* **TEXT EXTRACT**
** Start **
Aleksandr Yevgenyevich Bovin (Russian: Александр Евгеньевич Бовин, 9 August 1930 – 29 April 2004) was a Soviet and Russian journalist, political scientist and diplomat, notable for being the first Soviet, and then Russian ambassador to Israel after the re-establishment of Soviet-Israeli diplomatic relations. He was a leading journalist of Soviet Union and Russia of the late 20th century.[1] The New York Times called him "one of the most colorful and daring commentators of the late Soviet period"[2] and The Washington Post also said he was "widely regarded as the Soviet Union's most sophisticated and best-informed political commentator".[3]

Biography

Early life and education

Bovin was born in Leningrad (now Saint Petersburg). After spending his childhood in different parts of the USSR as his father was an army officer, he completed school and enrolled at the Rostov State University in Rostov-on-Don, graduating in 1953 with a degree in law.[4] After his graduation, Bovin was appointed to the regional court of the city of Khadyzhensk, serving as a judge from 1953 to 1954 (according to his memories published in 2000, he had been the youngest judge in the USSR at the time of his appointment). He was again appointed to the same position in 1955, serving for another year.

In 1956, Bovin entered the graduate school (aspirantura) at Moscow State University, obtaining a Candidate of Sciences (Ph.D) degree in philosophy in 1959.
** End **
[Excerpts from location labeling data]
** Start **
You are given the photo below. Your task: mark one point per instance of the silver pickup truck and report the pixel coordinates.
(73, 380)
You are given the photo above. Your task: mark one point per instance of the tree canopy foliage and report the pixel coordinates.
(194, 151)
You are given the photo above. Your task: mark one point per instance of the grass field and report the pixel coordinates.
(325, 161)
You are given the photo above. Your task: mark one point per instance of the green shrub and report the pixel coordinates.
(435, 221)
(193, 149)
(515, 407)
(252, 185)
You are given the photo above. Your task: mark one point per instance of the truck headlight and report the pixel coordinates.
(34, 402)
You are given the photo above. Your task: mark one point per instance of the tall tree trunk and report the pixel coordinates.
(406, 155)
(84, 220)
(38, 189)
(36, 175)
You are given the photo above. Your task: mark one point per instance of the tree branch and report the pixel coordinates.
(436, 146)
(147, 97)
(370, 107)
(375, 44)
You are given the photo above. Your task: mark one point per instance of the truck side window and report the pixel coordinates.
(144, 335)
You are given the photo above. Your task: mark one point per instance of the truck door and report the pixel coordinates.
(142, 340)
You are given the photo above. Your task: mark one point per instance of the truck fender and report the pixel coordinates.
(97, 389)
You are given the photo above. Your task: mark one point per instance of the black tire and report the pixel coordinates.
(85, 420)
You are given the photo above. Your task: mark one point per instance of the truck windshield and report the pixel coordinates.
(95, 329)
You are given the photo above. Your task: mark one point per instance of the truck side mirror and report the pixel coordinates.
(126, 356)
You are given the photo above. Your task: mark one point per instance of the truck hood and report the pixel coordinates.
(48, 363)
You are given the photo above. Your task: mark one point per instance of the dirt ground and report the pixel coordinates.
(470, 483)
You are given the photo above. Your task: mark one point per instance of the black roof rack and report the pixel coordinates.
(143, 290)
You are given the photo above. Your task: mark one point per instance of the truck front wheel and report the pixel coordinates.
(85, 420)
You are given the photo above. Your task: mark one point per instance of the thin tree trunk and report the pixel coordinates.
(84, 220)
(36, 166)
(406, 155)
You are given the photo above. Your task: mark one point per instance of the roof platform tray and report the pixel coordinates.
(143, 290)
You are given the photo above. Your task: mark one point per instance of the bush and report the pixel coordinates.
** End **
* **INSTRUCTIONS**
(a) In the Bovin profile, retype the passage starting with "Bovin was born" and going on through "philosophy in 1959.".
(b) Answer these from the Bovin profile:
(i) In which city was Bovin born?
(ii) What degree did he earn on graduating from Rostov State University in 1953?
(iii) What degree did he obtain at Moscow State University in 1959?
You can set the records aside; nothing here depends on them.

* **COMPLETE ANSWERS**
(a)
Bovin was born in Leningrad (now Saint Petersburg). After spending his childhood in different parts of the USSR as his father was an army officer, he completed school and enrolled at the Rostov State University in Rostov-on-Don, graduating in 1953 with a degree in law.[4] After his graduation, Bovin was appointed to the regional court of the city of Khadyzhensk, serving as a judge from 1953 to 1954 (according to his memories published in 2000, he had been the youngest judge in the USSR at the time of his appointment). He was again appointed to the same position in 1955, serving for another year.

In 1956, Bovin entered the graduate school (aspirantura) at Moscow State University, obtaining a Candidate of Sciences (Ph.D) degree in philosophy in 1959.

(b)
(i) Leningrad (now Saint Petersburg)
(ii) A degree in law
(iii) A Candidate of Sciences (Ph.D) degree in philosophy